● **WRITTEN EXERCISE**: Copy out all of the material exactly.

::: RECORD SET :::

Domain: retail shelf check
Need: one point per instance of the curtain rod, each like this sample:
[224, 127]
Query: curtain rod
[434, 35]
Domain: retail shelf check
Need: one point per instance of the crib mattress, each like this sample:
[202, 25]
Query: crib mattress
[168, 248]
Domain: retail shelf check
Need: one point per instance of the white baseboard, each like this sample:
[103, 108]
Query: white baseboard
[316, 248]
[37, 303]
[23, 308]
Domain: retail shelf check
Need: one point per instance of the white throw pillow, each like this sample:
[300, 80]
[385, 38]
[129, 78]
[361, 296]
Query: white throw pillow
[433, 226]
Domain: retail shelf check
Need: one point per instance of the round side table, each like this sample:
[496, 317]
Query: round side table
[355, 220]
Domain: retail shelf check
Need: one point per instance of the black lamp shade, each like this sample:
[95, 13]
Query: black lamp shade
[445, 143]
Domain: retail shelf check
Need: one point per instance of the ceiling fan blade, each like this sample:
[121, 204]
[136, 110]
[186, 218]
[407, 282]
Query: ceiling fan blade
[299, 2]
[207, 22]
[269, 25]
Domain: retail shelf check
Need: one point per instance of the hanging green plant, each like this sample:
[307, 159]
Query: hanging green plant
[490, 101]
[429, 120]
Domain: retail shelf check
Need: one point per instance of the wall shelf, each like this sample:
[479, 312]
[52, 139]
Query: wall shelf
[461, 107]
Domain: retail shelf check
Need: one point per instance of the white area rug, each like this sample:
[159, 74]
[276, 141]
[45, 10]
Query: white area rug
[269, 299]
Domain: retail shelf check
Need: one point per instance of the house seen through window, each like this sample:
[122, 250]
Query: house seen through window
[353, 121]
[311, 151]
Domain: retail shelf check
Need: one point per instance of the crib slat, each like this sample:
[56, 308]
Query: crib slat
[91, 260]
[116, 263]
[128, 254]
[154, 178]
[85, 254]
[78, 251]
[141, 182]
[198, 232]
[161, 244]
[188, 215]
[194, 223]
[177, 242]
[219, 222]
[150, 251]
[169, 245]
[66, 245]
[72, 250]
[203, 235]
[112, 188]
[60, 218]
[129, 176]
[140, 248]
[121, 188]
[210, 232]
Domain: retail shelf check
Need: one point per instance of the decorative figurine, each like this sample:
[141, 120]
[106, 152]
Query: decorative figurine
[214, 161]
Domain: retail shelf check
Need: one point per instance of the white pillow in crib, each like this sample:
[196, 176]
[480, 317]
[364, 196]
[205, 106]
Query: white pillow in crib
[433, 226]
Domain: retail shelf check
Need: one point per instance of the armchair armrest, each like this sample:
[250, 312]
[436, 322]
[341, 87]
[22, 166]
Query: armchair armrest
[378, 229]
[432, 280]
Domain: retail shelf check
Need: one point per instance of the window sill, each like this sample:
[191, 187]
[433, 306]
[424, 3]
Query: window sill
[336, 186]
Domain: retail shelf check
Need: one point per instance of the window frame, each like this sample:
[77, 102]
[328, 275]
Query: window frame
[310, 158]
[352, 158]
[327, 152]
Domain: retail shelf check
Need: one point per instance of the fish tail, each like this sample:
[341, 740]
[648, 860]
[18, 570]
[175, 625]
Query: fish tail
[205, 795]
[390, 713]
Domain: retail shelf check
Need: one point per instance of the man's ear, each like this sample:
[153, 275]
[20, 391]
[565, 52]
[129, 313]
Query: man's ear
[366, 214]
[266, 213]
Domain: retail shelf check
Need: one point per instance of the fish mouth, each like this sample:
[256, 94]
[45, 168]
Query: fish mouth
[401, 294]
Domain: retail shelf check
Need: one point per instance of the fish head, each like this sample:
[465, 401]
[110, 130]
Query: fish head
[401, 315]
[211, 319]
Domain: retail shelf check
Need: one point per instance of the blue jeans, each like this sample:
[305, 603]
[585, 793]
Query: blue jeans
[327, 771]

:::

● **ANSWER TO THIS TASK**:
Domain: retail shelf check
Need: one point per instance of the curtain rod, each like this sample:
[224, 127]
Query: curtain rod
[434, 35]
Domain: retail shelf check
Need: one point per instance of the crib mattress, each like this sample:
[202, 25]
Query: crib mattress
[168, 248]
Domain: retail shelf check
Need: one point per instance of the white baseboard, each like this sample:
[103, 108]
Query: white baseboard
[316, 248]
[37, 303]
[23, 308]
Domain: retail shelf check
Need: one point per instance of the white throw pillow, each like this sample:
[300, 80]
[385, 38]
[129, 78]
[361, 296]
Query: white throw pillow
[433, 226]
Domain: retail shelf check
Need: one point per instance of the round side table, each like this sample:
[496, 317]
Query: round side table
[355, 220]
Domain: retail shelf check
Need: one point per instance of the black lamp shade, each like this sample:
[95, 13]
Query: black lamp shade
[445, 143]
Domain: retail shelf check
Need: one point per instance of the ceiling fan blade, each like this sample:
[121, 204]
[136, 110]
[186, 218]
[407, 282]
Query: ceiling fan blade
[299, 2]
[207, 22]
[269, 25]
Domain: retail shelf check
Need: one point per instance of the hanging green plant, each like this sample:
[307, 159]
Query: hanging green plant
[490, 101]
[429, 120]
Domain: retail shelf check
Need: one point per instance of the wall shelf, each like this sample:
[479, 312]
[52, 139]
Query: wall shelf
[461, 107]
Domain: retail shelf check
Need: one point per instance of the white area rug, each like this sample:
[159, 74]
[276, 141]
[45, 10]
Query: white area rug
[269, 299]
Domain: retail shelf check
Need: one point per instance of the house seen through window, each like this sample:
[122, 250]
Query: house seen through window
[353, 121]
[311, 151]
Domain: retail shelf check
Need: one point per instance of the crib slat, each like this sample:
[56, 308]
Query: crib slat
[91, 260]
[116, 263]
[128, 254]
[154, 178]
[85, 254]
[78, 251]
[141, 182]
[198, 232]
[161, 244]
[188, 215]
[194, 223]
[177, 242]
[219, 222]
[150, 251]
[169, 245]
[66, 245]
[72, 250]
[203, 235]
[112, 188]
[60, 218]
[129, 176]
[140, 248]
[121, 188]
[210, 232]
Domain: retail shelf check
Need: one point per instance of the decorative figurine, each like this sample:
[141, 120]
[106, 152]
Query: decorative figurine
[214, 161]
Domain: retail shelf check
Need: one point per instance of the white pillow in crib, each like this sample:
[196, 176]
[480, 317]
[364, 196]
[205, 106]
Query: white pillow in crib
[433, 226]
Domain: retail shelf check
Need: one point per instance of the armchair armrest, each like this sample:
[250, 312]
[436, 322]
[341, 87]
[22, 166]
Query: armchair armrest
[378, 229]
[432, 280]
Domain: retail shelf check
Need: one point per instance of the window sill, each like this sample:
[191, 187]
[433, 306]
[424, 3]
Query: window sill
[336, 186]
Domain: retail shelf check
Need: one point per instance of the window frame, each like this sample:
[77, 102]
[328, 275]
Query: window frame
[310, 158]
[352, 158]
[327, 152]
Domain: retail shelf check
Need: one point per instance of the fish tail, each like this sample:
[341, 740]
[648, 860]
[18, 570]
[175, 625]
Query: fish tail
[205, 795]
[390, 713]
Domain: retail shelf check
Need: one point per instance of the man's ear, each like this sample:
[153, 275]
[20, 391]
[565, 52]
[129, 313]
Query: man's ear
[366, 214]
[266, 213]
Domain: retail shelf check
Need: one point per instance of the fish mouth, each like this sample:
[256, 94]
[45, 168]
Query: fish mouth
[401, 294]
Domain: retail shelf check
Need: one point per instance of the fish head, each like this sample:
[465, 401]
[110, 130]
Query: fish head
[401, 315]
[211, 319]
Domain: retail shelf check
Need: one point per instance of the blue jeans, each like this sample:
[305, 603]
[585, 793]
Query: blue jeans
[327, 771]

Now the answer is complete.